**WHAT YOU HAVE TO DO**
The records below are to be copied exactly, with their pictures left out.

[Photo-based referring expression data]
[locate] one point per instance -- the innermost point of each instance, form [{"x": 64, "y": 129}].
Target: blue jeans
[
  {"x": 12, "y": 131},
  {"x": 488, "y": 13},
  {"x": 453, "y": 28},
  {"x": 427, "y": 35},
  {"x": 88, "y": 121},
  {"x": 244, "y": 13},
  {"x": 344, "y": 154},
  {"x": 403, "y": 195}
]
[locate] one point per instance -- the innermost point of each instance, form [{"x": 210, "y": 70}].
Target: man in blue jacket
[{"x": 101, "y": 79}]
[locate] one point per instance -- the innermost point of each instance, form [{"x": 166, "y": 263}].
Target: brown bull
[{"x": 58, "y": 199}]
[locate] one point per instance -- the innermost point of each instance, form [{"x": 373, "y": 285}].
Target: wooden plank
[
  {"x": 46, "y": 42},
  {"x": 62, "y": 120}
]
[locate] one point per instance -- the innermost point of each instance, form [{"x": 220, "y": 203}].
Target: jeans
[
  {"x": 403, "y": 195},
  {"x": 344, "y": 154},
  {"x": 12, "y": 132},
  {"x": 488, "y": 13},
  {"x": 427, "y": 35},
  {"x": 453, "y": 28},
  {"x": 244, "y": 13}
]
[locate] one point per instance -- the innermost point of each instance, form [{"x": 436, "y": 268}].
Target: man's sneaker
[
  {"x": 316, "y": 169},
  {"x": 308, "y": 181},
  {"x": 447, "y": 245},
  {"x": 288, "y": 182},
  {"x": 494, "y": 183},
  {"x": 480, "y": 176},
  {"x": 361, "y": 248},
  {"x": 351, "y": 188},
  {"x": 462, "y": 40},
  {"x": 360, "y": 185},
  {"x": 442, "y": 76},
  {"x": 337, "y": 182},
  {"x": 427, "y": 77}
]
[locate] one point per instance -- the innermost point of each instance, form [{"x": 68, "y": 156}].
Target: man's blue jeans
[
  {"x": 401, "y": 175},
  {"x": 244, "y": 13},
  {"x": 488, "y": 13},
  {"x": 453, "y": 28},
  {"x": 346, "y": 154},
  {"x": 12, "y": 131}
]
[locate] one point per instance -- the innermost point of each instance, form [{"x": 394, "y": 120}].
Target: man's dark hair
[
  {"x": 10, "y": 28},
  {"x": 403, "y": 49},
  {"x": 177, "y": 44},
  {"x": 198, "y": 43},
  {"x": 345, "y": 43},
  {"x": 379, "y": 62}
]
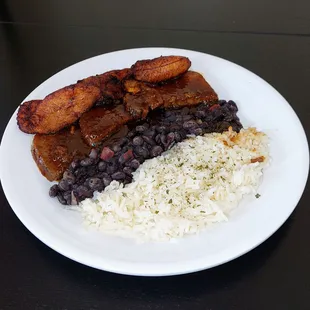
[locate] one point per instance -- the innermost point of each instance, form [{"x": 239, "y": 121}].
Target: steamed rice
[{"x": 196, "y": 183}]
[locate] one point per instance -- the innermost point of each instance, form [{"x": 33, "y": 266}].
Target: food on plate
[
  {"x": 99, "y": 123},
  {"x": 66, "y": 105},
  {"x": 110, "y": 84},
  {"x": 57, "y": 110},
  {"x": 148, "y": 151},
  {"x": 54, "y": 153},
  {"x": 189, "y": 89},
  {"x": 196, "y": 183},
  {"x": 160, "y": 69},
  {"x": 118, "y": 158}
]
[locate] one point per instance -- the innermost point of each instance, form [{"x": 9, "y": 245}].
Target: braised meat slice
[
  {"x": 101, "y": 122},
  {"x": 53, "y": 153},
  {"x": 188, "y": 90}
]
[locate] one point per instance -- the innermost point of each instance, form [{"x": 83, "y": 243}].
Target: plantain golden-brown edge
[
  {"x": 160, "y": 69},
  {"x": 66, "y": 105}
]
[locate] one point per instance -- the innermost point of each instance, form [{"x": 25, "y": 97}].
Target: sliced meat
[
  {"x": 99, "y": 123},
  {"x": 188, "y": 90},
  {"x": 53, "y": 153},
  {"x": 139, "y": 105},
  {"x": 160, "y": 69}
]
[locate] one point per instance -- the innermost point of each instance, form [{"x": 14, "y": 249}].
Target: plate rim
[{"x": 142, "y": 272}]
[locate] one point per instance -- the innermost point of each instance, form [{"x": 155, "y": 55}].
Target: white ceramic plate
[{"x": 252, "y": 223}]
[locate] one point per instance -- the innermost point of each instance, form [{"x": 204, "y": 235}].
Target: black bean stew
[{"x": 119, "y": 159}]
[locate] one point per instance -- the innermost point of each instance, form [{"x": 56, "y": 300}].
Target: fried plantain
[
  {"x": 57, "y": 110},
  {"x": 160, "y": 69},
  {"x": 53, "y": 153},
  {"x": 66, "y": 105}
]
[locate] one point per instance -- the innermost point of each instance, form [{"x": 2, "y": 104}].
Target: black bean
[
  {"x": 193, "y": 110},
  {"x": 187, "y": 117},
  {"x": 118, "y": 176},
  {"x": 69, "y": 177},
  {"x": 61, "y": 199},
  {"x": 183, "y": 133},
  {"x": 169, "y": 113},
  {"x": 124, "y": 149},
  {"x": 126, "y": 157},
  {"x": 102, "y": 175},
  {"x": 86, "y": 162},
  {"x": 131, "y": 133},
  {"x": 171, "y": 118},
  {"x": 112, "y": 167},
  {"x": 189, "y": 124},
  {"x": 149, "y": 133},
  {"x": 217, "y": 114},
  {"x": 148, "y": 140},
  {"x": 74, "y": 164},
  {"x": 106, "y": 181},
  {"x": 157, "y": 138},
  {"x": 93, "y": 154},
  {"x": 116, "y": 148},
  {"x": 204, "y": 125},
  {"x": 134, "y": 164},
  {"x": 156, "y": 151},
  {"x": 67, "y": 197},
  {"x": 127, "y": 170},
  {"x": 137, "y": 140},
  {"x": 161, "y": 129},
  {"x": 222, "y": 102},
  {"x": 141, "y": 151},
  {"x": 185, "y": 111},
  {"x": 102, "y": 166},
  {"x": 79, "y": 172},
  {"x": 170, "y": 137},
  {"x": 74, "y": 200},
  {"x": 175, "y": 127},
  {"x": 232, "y": 106},
  {"x": 141, "y": 128},
  {"x": 91, "y": 171},
  {"x": 64, "y": 185},
  {"x": 177, "y": 137},
  {"x": 83, "y": 191},
  {"x": 163, "y": 139},
  {"x": 95, "y": 184},
  {"x": 54, "y": 190},
  {"x": 123, "y": 141},
  {"x": 195, "y": 131},
  {"x": 179, "y": 119},
  {"x": 200, "y": 114}
]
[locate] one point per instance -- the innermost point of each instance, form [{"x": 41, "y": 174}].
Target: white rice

**SOLUTION TO THE EXERCISE**
[locate] one point per instance -- the innermost point of each instance, form [{"x": 64, "y": 129}].
Target: blue jeans
[
  {"x": 12, "y": 131},
  {"x": 488, "y": 13},
  {"x": 453, "y": 28},
  {"x": 427, "y": 35},
  {"x": 88, "y": 121},
  {"x": 244, "y": 13},
  {"x": 344, "y": 154},
  {"x": 403, "y": 195}
]
[locate] one point per instance -- the innermost point of each instance, form [{"x": 210, "y": 70}].
Target: man in blue jacket
[{"x": 101, "y": 79}]
[locate] one point per instance -- the innermost point of each instance, form [{"x": 166, "y": 263}].
Target: brown bull
[{"x": 58, "y": 199}]
[locate] one point per instance -- the innermost point of each instance, form [{"x": 373, "y": 285}].
Target: wooden plank
[
  {"x": 46, "y": 42},
  {"x": 62, "y": 120}
]
[locate] one point per instance -- the innermost point of each instance, form [{"x": 220, "y": 203}].
Target: jeans
[
  {"x": 403, "y": 195},
  {"x": 344, "y": 154},
  {"x": 12, "y": 132},
  {"x": 488, "y": 13},
  {"x": 427, "y": 35},
  {"x": 453, "y": 28},
  {"x": 244, "y": 13}
]
[locate] one point per instance -- the innermost point of each instance, form [{"x": 436, "y": 268}].
Target: man's sneaker
[
  {"x": 316, "y": 169},
  {"x": 308, "y": 181},
  {"x": 447, "y": 245},
  {"x": 288, "y": 182},
  {"x": 494, "y": 183},
  {"x": 480, "y": 176},
  {"x": 361, "y": 248},
  {"x": 351, "y": 188},
  {"x": 462, "y": 40},
  {"x": 360, "y": 185},
  {"x": 442, "y": 76},
  {"x": 337, "y": 182},
  {"x": 427, "y": 77}
]
[locate] one point per instance -- the innermost point of each instance, form [{"x": 68, "y": 156}].
Target: man's blue jeans
[
  {"x": 401, "y": 175},
  {"x": 244, "y": 13},
  {"x": 488, "y": 13},
  {"x": 453, "y": 28},
  {"x": 346, "y": 154},
  {"x": 12, "y": 131}
]
[locate] one point per instance -- the innermost point of each instance, form [{"x": 394, "y": 120}].
Target: man's dark hair
[
  {"x": 10, "y": 28},
  {"x": 403, "y": 49},
  {"x": 177, "y": 44},
  {"x": 198, "y": 43},
  {"x": 345, "y": 43},
  {"x": 379, "y": 62}
]
[locate] one point per instance -- the innermost point of each instance, form [{"x": 239, "y": 121}].
Target: steamed rice
[{"x": 196, "y": 183}]
[locate] one point per instance -- the innermost point of each instance, form [{"x": 33, "y": 266}].
Target: food on plate
[
  {"x": 99, "y": 123},
  {"x": 66, "y": 105},
  {"x": 110, "y": 84},
  {"x": 57, "y": 110},
  {"x": 148, "y": 151},
  {"x": 54, "y": 153},
  {"x": 189, "y": 89},
  {"x": 196, "y": 183},
  {"x": 160, "y": 69},
  {"x": 118, "y": 158}
]
[locate] one point per instance -- the innermost point of each instance, form [{"x": 9, "y": 245}].
Target: braised meat slice
[
  {"x": 101, "y": 122},
  {"x": 53, "y": 153},
  {"x": 188, "y": 90}
]
[locate] one point per instance -- the innermost point of each instance, form [{"x": 83, "y": 243}].
Target: plantain golden-brown edge
[
  {"x": 160, "y": 69},
  {"x": 66, "y": 105}
]
[locate] one point per instance -- the innermost point of each instance, form [{"x": 25, "y": 97}].
Target: sliced meat
[
  {"x": 99, "y": 123},
  {"x": 188, "y": 90},
  {"x": 53, "y": 153},
  {"x": 139, "y": 105},
  {"x": 160, "y": 69}
]
[locate] one point per instance -- the innermost point of each instance, form [{"x": 14, "y": 249}].
Target: plate rim
[{"x": 142, "y": 272}]
[locate] one point per instance -- the innermost point of each instance, form [{"x": 155, "y": 55}].
Target: white ceramic plate
[{"x": 252, "y": 223}]
[locate] one point per instance -- the innermost point of each instance, form [{"x": 204, "y": 235}].
Target: black bean stew
[{"x": 119, "y": 159}]
[locate] one point per instance -- the innermost point of each instance, form [{"x": 56, "y": 300}].
Target: fried plantain
[
  {"x": 57, "y": 110},
  {"x": 160, "y": 69},
  {"x": 53, "y": 153},
  {"x": 66, "y": 105}
]
[locate] one point per instance -- the innermost point of each instance, form [{"x": 2, "y": 104}].
Target: black bean
[
  {"x": 193, "y": 110},
  {"x": 187, "y": 117},
  {"x": 118, "y": 176},
  {"x": 69, "y": 177},
  {"x": 61, "y": 199},
  {"x": 183, "y": 133},
  {"x": 169, "y": 113},
  {"x": 124, "y": 149},
  {"x": 126, "y": 157},
  {"x": 102, "y": 175},
  {"x": 86, "y": 162},
  {"x": 131, "y": 133},
  {"x": 171, "y": 118},
  {"x": 112, "y": 167},
  {"x": 189, "y": 124},
  {"x": 149, "y": 133},
  {"x": 217, "y": 114},
  {"x": 148, "y": 140},
  {"x": 74, "y": 164},
  {"x": 106, "y": 181},
  {"x": 157, "y": 138},
  {"x": 93, "y": 154},
  {"x": 116, "y": 148},
  {"x": 204, "y": 125},
  {"x": 134, "y": 164},
  {"x": 156, "y": 151},
  {"x": 67, "y": 197},
  {"x": 127, "y": 170},
  {"x": 137, "y": 140},
  {"x": 161, "y": 129},
  {"x": 222, "y": 102},
  {"x": 141, "y": 151},
  {"x": 185, "y": 111},
  {"x": 102, "y": 166},
  {"x": 79, "y": 172},
  {"x": 170, "y": 137},
  {"x": 74, "y": 200},
  {"x": 175, "y": 127},
  {"x": 232, "y": 106},
  {"x": 141, "y": 128},
  {"x": 91, "y": 171},
  {"x": 64, "y": 185},
  {"x": 177, "y": 137},
  {"x": 83, "y": 191},
  {"x": 163, "y": 139},
  {"x": 95, "y": 184},
  {"x": 54, "y": 190},
  {"x": 123, "y": 141},
  {"x": 195, "y": 131},
  {"x": 179, "y": 119},
  {"x": 200, "y": 114}
]
[locate] one point per instance -- the innermost point of each instance, form [{"x": 41, "y": 174}].
Target: white rice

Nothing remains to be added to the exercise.